### The task
Rewrite the records from the line containing "One keypoint belongs to every instance. Tag the green" through the line containing "One keypoint belongs to every instance. Tag the reflection of", changing every "photo" to "image" and keeping everything else the same. Omit the pictures.
::: Data :::
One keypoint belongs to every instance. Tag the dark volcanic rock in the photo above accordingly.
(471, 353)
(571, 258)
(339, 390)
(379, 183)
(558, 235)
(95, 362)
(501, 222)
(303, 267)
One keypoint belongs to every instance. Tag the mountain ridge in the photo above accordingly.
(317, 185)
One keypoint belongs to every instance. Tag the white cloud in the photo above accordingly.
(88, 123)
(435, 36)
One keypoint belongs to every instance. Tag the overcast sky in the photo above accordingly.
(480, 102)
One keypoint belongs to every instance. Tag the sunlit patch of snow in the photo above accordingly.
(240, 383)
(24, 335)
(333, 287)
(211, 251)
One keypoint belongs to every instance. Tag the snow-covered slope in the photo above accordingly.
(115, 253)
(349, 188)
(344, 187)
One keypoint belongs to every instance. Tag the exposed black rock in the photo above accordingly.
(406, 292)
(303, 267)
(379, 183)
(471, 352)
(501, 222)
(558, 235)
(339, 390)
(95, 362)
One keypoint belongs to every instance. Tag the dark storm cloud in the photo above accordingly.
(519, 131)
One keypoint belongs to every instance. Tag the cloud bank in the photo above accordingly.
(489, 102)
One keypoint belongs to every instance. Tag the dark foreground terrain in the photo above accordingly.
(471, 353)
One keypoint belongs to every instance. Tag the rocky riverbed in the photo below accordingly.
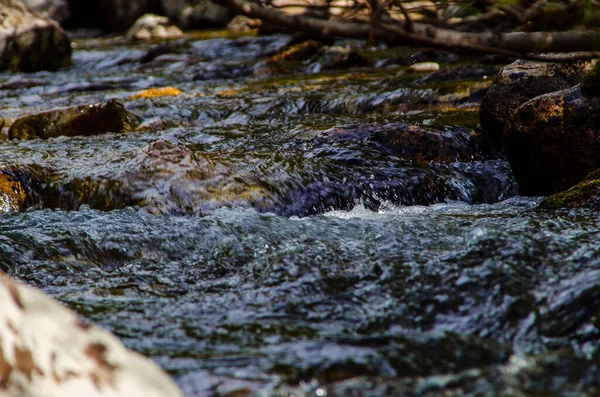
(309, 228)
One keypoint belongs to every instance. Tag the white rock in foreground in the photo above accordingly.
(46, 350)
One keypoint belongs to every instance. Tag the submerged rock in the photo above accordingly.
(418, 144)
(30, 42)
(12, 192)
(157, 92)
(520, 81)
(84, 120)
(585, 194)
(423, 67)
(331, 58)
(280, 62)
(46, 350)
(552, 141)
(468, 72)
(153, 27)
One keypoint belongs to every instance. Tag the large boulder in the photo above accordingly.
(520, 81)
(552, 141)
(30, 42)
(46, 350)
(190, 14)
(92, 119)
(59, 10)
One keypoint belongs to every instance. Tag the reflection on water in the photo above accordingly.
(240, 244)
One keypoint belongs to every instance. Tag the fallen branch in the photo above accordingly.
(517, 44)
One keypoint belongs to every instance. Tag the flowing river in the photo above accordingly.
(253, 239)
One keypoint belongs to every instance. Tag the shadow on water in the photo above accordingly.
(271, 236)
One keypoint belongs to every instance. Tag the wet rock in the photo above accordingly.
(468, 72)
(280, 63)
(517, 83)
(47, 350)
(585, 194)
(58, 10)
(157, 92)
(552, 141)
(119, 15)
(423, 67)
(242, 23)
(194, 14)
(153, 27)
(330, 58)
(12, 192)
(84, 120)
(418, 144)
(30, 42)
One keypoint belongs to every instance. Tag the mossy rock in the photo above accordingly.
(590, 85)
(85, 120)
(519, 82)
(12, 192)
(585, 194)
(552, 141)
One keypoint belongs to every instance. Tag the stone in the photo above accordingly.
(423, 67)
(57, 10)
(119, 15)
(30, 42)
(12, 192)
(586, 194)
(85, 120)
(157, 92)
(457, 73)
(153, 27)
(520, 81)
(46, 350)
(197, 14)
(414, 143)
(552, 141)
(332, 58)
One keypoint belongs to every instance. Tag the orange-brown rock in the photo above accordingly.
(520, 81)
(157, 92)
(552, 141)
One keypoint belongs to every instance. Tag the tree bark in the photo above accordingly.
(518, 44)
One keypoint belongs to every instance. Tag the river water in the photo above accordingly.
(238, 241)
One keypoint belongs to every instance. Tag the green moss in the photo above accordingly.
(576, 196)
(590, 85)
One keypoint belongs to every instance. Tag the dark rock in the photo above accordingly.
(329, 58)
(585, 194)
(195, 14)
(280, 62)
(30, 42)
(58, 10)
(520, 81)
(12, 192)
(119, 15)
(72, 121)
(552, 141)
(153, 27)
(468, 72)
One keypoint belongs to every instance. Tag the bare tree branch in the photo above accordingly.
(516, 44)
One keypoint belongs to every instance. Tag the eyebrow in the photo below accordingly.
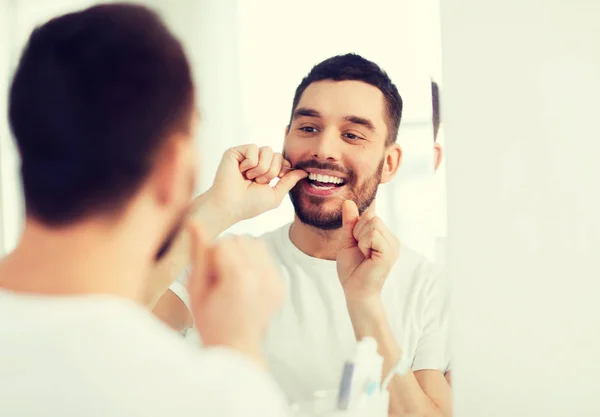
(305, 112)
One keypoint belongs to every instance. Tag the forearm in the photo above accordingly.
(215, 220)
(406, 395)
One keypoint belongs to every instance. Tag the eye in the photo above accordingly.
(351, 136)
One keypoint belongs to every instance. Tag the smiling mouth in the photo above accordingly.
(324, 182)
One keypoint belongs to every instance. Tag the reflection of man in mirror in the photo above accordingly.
:::
::: Data :::
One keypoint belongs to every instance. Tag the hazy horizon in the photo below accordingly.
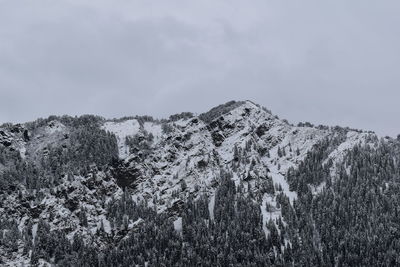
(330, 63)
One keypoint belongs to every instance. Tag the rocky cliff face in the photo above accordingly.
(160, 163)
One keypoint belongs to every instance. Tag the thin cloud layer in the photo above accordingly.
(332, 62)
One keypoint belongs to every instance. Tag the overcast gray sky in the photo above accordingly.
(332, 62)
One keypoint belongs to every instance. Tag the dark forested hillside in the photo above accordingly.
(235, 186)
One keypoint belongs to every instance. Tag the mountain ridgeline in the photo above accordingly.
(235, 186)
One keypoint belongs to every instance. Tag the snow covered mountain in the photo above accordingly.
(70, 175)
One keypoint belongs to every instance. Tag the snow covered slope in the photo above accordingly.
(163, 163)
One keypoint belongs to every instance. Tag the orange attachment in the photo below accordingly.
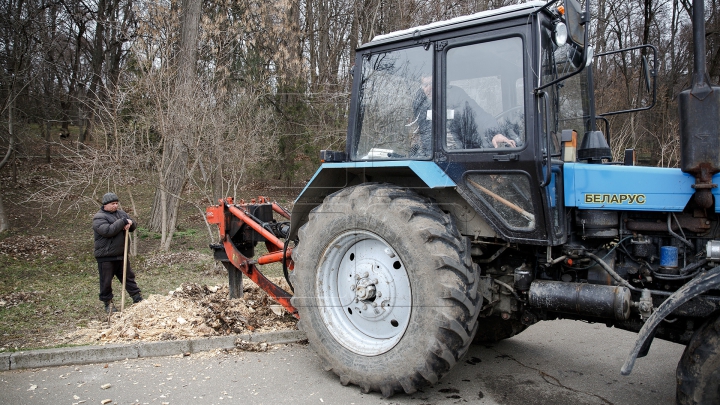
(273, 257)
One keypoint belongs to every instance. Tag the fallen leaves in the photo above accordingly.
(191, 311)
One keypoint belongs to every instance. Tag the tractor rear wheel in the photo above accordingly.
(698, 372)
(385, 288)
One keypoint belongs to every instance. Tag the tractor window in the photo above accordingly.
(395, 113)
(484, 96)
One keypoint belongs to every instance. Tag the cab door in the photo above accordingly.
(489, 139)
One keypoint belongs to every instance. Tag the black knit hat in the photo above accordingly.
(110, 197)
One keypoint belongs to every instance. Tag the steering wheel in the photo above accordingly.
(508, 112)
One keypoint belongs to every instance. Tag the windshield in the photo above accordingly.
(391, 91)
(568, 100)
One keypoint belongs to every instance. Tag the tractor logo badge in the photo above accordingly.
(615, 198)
:::
### Result for this exercise
One keypoint belongs to every instance. Tag the green moss in the image above accordingly.
(576, 196)
(590, 85)
One keypoint belongs to every instance. Tag the dark rock in the image above accordingly.
(329, 58)
(585, 194)
(195, 14)
(280, 62)
(30, 42)
(58, 10)
(520, 81)
(12, 192)
(119, 15)
(72, 121)
(552, 141)
(153, 27)
(468, 72)
One keypoint belongs to every instance. Tag the bare tree branch in the image above accordingly.
(516, 44)
One keypoint belongs to every instance. Tag the eyebrow in the image below accordingly.
(305, 112)
One keypoint belongs to every instance. Tag the forearm in the image above accordingly.
(215, 220)
(406, 395)
One keypoint belongs to every instance. Tag the eye in the image above accordingly.
(351, 136)
One keypoint belongs to every instance. Tag the smiling mouth in the image above accordingly.
(324, 182)
One keypoint belongs to every instance. Tag the reflection of man in mirror in the image above accordingly.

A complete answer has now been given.